Action item >>
From the records below, copy out each line that has the word "carry".

Provided records >>

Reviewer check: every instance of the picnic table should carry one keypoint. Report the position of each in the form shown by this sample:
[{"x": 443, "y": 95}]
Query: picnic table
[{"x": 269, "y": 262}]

...

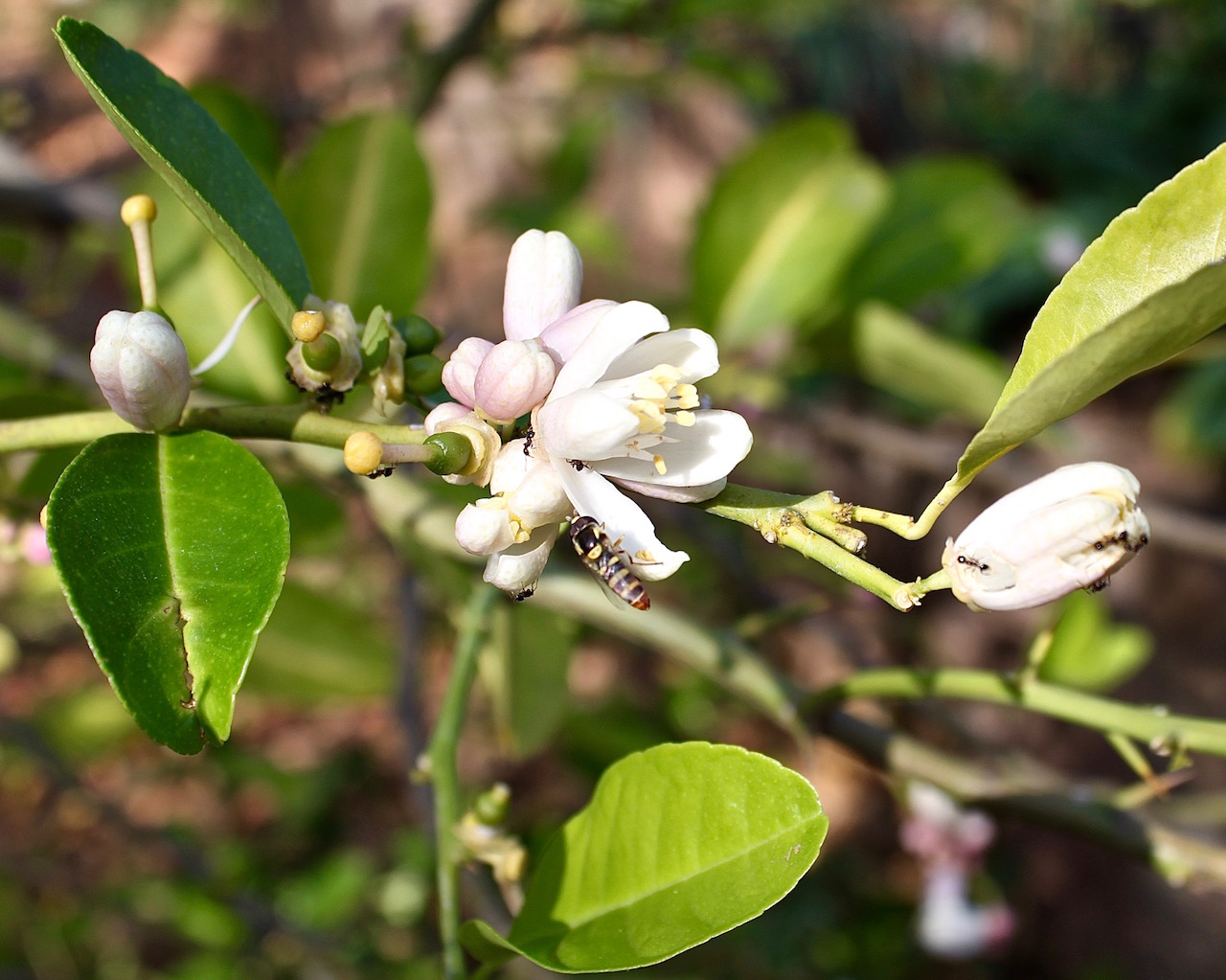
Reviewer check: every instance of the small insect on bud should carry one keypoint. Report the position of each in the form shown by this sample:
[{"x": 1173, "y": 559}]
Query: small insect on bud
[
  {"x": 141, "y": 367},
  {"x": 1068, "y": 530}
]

Exercise solution >>
Reviewer check: every instance of the picnic table should carry one keypoint. Report the position of each in the form shown by this sample:
Reviewer check: every instance of the small insect on bud should carry one keypoint. Report the position of each in the form shown by this sample:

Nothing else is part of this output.